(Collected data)
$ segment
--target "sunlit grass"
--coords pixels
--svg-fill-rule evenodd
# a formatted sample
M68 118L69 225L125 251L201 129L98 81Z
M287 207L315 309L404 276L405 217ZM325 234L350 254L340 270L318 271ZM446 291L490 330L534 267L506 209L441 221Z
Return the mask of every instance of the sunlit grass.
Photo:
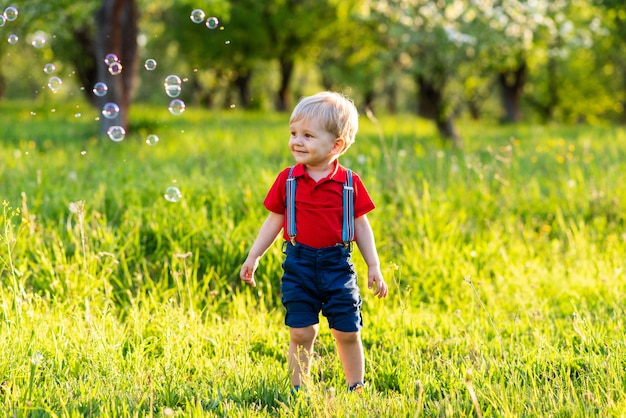
M292 163L287 115L136 106L114 143L83 104L39 106L0 102L8 416L626 408L623 129L465 122L458 151L413 117L363 117L343 162L378 204L391 284L385 301L362 286L368 388L346 393L322 326L313 384L291 398L280 245L257 288L237 277L265 193ZM171 185L178 203L163 197Z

EXERCISE AIM
What you return must match the records letter for letter, except that the pictures stay out.

WORKED SOLUTION
$ segment
--target "sunlit grass"
--coords pixels
--svg-fill-rule evenodd
# a formatted sample
M68 118L69 225L125 251L201 129L98 81Z
M287 207L315 309L404 276L405 217ZM325 234L350 254L340 270L318 271ZM446 291L490 330L534 267L506 209L441 221Z
Return the mask of every instance of the sunlit grass.
Photo:
M292 163L287 115L136 106L114 143L83 104L39 106L0 102L8 416L626 408L623 129L465 122L458 151L413 117L363 117L343 162L378 204L391 284L385 301L362 286L368 388L346 393L322 326L313 384L291 398L280 245L257 288L237 277L265 193ZM171 185L178 203L163 197Z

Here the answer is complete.